─── MATERIAL SUPPLIED
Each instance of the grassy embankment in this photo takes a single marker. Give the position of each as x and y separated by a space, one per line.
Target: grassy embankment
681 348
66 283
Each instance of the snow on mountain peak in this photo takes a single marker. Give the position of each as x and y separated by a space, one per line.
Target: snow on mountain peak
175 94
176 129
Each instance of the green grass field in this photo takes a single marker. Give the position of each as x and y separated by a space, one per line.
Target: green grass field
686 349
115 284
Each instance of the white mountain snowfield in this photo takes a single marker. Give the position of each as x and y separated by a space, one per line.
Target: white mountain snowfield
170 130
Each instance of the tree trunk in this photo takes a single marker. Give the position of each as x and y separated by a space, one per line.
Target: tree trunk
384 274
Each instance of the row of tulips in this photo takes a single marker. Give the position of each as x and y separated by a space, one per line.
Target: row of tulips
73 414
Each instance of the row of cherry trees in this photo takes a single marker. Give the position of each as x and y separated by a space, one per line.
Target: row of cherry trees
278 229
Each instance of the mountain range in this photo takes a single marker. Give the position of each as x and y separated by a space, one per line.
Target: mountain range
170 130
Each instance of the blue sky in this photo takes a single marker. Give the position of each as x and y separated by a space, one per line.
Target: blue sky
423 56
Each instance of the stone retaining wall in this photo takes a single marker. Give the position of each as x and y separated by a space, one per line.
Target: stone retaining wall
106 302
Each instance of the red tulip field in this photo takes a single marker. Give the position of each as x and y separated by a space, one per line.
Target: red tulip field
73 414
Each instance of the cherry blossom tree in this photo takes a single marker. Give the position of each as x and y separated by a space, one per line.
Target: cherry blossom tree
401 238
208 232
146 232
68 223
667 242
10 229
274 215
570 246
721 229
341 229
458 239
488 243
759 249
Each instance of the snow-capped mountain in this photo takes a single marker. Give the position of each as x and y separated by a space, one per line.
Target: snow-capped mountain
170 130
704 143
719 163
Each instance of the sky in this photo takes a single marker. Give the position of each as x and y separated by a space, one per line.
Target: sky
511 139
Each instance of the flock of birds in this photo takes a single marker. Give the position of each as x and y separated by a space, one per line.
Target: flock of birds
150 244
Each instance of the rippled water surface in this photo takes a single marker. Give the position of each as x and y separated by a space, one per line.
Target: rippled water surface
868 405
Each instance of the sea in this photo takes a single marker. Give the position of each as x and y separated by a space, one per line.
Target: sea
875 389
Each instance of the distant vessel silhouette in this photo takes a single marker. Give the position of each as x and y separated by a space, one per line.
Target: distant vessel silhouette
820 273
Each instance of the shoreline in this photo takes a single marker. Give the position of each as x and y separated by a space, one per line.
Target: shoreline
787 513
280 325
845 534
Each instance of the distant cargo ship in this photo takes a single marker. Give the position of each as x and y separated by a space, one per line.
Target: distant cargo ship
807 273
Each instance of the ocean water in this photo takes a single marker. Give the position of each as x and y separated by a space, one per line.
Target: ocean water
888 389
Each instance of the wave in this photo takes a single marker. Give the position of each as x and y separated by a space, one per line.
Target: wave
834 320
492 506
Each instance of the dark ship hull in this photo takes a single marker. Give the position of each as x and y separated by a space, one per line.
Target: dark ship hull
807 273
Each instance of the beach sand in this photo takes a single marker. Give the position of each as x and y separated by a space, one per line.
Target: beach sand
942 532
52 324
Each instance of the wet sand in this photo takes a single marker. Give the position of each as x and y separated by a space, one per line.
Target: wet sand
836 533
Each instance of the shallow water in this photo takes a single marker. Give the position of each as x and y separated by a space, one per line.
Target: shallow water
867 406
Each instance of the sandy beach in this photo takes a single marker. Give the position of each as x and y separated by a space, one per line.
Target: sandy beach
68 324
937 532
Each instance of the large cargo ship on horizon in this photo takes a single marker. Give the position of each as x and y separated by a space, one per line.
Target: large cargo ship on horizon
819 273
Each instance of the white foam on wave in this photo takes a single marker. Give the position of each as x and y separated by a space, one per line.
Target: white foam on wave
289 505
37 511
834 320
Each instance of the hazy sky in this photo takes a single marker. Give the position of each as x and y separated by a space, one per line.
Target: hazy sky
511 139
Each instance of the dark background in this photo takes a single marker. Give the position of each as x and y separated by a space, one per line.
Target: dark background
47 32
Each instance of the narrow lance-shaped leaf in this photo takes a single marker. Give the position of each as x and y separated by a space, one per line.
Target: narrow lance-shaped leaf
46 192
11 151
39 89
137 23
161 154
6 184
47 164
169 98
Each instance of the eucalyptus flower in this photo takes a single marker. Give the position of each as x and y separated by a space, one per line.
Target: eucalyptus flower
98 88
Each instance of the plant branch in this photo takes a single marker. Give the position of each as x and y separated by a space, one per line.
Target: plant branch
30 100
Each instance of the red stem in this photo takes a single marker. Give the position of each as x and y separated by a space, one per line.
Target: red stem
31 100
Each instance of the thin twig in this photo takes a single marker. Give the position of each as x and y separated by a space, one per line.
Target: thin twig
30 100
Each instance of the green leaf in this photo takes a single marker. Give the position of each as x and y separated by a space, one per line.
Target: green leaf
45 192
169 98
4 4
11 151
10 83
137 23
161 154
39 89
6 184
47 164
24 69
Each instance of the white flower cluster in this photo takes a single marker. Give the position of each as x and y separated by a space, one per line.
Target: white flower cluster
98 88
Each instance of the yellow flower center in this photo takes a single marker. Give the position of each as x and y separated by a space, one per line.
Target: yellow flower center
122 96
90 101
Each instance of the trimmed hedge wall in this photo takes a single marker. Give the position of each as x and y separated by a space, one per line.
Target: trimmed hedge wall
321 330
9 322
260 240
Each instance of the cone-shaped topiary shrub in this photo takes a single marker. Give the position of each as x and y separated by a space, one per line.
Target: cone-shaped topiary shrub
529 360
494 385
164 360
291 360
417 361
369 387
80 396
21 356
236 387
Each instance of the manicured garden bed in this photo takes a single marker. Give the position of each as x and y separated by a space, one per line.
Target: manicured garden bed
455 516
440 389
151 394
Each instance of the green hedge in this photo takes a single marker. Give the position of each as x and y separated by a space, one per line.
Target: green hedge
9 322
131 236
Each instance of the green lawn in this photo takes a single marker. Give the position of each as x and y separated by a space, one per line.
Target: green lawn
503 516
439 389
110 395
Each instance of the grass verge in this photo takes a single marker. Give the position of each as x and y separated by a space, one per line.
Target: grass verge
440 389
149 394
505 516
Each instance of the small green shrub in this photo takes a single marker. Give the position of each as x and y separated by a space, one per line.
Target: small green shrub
──────
■ THE TASK
Type out the entries again, word for word.

■ REPLY
Each instance of the grassy embankment in this photo takes a single marker. Give the position of each as x and y separated by a space, one per line.
Target: grassy embankment
681 348
66 283
Each instance of the snow on mountain peak in this photo takes a single marker. Give the position of each as x and y separated by a space, one per line.
Target: snow on mountain peak
175 94
176 129
Each instance of the green grass field in this photo takes a single marker. Give the position of each as x and y separated by a space, one per line.
Target: green grass field
686 349
115 284
Each instance of the white mountain snowfield in this photo takes a single marker. Give the position of each as x and y separated by a space, one per line.
Target: white mountain snowfield
170 130
Each instance of the tree trunk in this photo takes a single marker. Give the position of each as x and y separated by a space, one per line.
Target: tree trunk
384 274
Each instance of the row of tulips in this photo takes a single marker. Give the position of each as x and y separated by a space, one per line.
Target: row of tulips
73 414
Each instance of the row of cherry trees in this photo takes a single marker. Give the position of each as x and y separated by a space, one per line.
Target: row of cherry trees
278 229
Each instance of the mountain range in this photo takes a single marker. Give the position of each as x and y separated by a space, one per line.
Target: mountain range
170 130
Each instance of the blue sky in this photo takes a single marker. Give the position of each as x and y separated by a space, one per line.
Target: blue sky
423 56
Each instance of the stone retaining wall in this photo takes a single marker. Give the position of each as x and y separated by a space, one per line.
Target: stone retaining wall
106 302
Each instance of the red tulip field in this photo takes a single marker. Give the position of each as x and y separated by a space, one per line.
Target: red tulip field
73 414
Each instance of the cherry blossom tree in this photo takes a single marker. Give the position of each as x and y separated by a space, one per line.
Target: cherry blossom tree
401 238
208 232
146 232
68 223
667 242
10 229
274 215
570 246
721 229
341 229
458 239
488 243
759 249
Each instance of the snow-capped mountain in this photo takes a single marker. Give the position of each as x and y separated by a space, one per line.
Target: snow-capped mountain
170 130
704 143
719 163
Each instance of the sky in this photo takes a single marker. Give the position of each as x and y separated by a space, one per line.
Target: sky
511 139
Each instance of the flock of birds in this photo takes a single marker. Give the position of each as x and y separated by a space, one per line.
Target: flock of birds
150 244
Each instance of the rippled water surface in this photo takes a single marker. Give the position of each as x and y separated by a space, one per line.
Target: rippled water surface
868 405
Each instance of the sea in this photo takes a single marker. Give the position of each as x and y separated by a space, one per line.
Target: sea
875 389
Each instance of the distant vessel silhouette in this photo takes a single marker. Give the position of each as x and y separated by a space, one per line.
Target: distant vessel silhouette
820 273
Each instance of the shoreline in this photo takes a single marker. Give the position of each as x and y separated by a space, one per line.
Target: shoreline
787 513
280 325
845 534
Each instance of the distant cargo ship in this photo takes a single marker. Give the position of each as x and y separated by a space, one per line.
Target: distant cargo ship
807 273
Each instance of the ocean water in this photo takes a single marker. Give the position of each as x and y separated by a space, one per line.
Target: ocean water
888 389
Each instance of the wave in this photo takes a single marker. Give the position of each as x and y separated by a space, one per line.
Target: wave
834 320
492 506
Each instance of the dark ship hull in this photo takes a single marker. Give the position of each as x and y separated by a space, one per line.
Target: dark ship hull
807 273
Each instance of the beach sand in this photo takes a single marker. Give the position of each as x and y separated by a space, one per line.
Target: beach sand
942 532
52 324
Each instance of the wet sand in this photo takes a single marker. Give the position of each as x and y separated by a space, one per line.
Target: wet sand
836 533
Each instance of the shallow water in this photo takes a single marker. Give the position of each as x and y separated by a space, one per line.
Target: shallow water
867 406
Each instance of the sandy beach in this photo takes a single marker. Give the position of each as x and y separated by a space, one per line.
Target: sandy beach
68 324
937 532
Each instance of the large cargo ship on horizon in this photo takes a single marker. Give the position of each as x and y separated by a space, one per line.
Target: large cargo ship on horizon
819 273
Each instance of the white foam on wave in this photo takes a single marker. Give the position of each as x and y separated by a space, one per line.
Target: white foam on wave
289 505
37 511
834 320
Each instance of the hazy sky in this photo takes a single marker. Give the position of each as x and y separated by a space, one per line.
Target: hazy sky
511 139
Each instance of the dark background in this photo takes a single marker. Give the position of each as x and y separated by a space, one per line.
Target: dark background
47 32
Each instance of the narrow lance-shaped leaf in this photo takes a single marker. Give the position of each as x and y separated by a space, one per line.
Target: narrow lance-shaped leaf
46 192
11 151
39 89
137 23
161 154
6 184
47 164
169 98
Each instance of the eucalyptus flower in this photo takes a single marker. Give the position of each as x and y separated by a space, one per line.
Target: eucalyptus flower
98 88
Each instance of the plant branch in this photo takes a single marker. Give the position of each as x and y separated by a space, one per line.
Target: plant branch
30 100
Each instance of the red stem in this photo takes a single marker. Give the position of each as x and y separated by a space, one per line.
Target: red stem
31 100
Each instance of the thin twig in this photo takes a single marker. Give the position of each as x and y separated by a space, one per line.
Target: thin twig
30 100
Each instance of the green leaf in this photo takes a single marker. Give the position of each as x and y separated by a space, one per line.
Target: green leaf
45 192
169 98
4 4
11 151
10 83
137 23
161 154
39 89
6 184
47 164
24 69
Each instance of the white flower cluster in this photo takes a single marker. Give the position of each as x and y separated by a space, one per line.
Target: white flower cluster
98 88
Each instance of the yellow flower center in this photo takes a single marker. Give the position of each as x and y separated by a space, one per line.
Target: yellow flower center
122 96
90 101
Each instance of the trimmed hedge wall in this photo takes a single marker. Give the position of each as x and y separated by a space, one per line.
Target: trimmed hedge wall
321 330
9 322
260 240
Each instance of the cone-shaped topiary shrub in this photo takes a single marker. Give the position of each as x and y separated by a space, one per line.
Target: cone-shaped topiary shrub
529 360
494 385
164 360
291 360
417 361
369 387
80 396
21 356
236 387
Each instance of the manicured garden bed in this photo takes a single marker. Give the position of each as x and y separated by a space, one per line.
Target: manicured garden bed
455 516
440 389
151 394
Each instance of the green hedge in this photo takes a single marker. Give the position of each as x and y separated by a space, one per line.
Target: green hedge
9 322
131 236
Each instance of the green lawn in this photo takes a single marker. Give the position of each as x and y separated by a space, one per line.
Target: green lawn
503 516
439 389
110 395
Each instance of the grass verge in this photo takes a single marker. Give the position of each as x and y separated by a space, one per line.
Target: grass verge
440 389
149 394
505 516
Each instance of the small green shrub in this photo takes a single marker. Give the position of each as x and y separated by a space, one per line.
Target: small green shrub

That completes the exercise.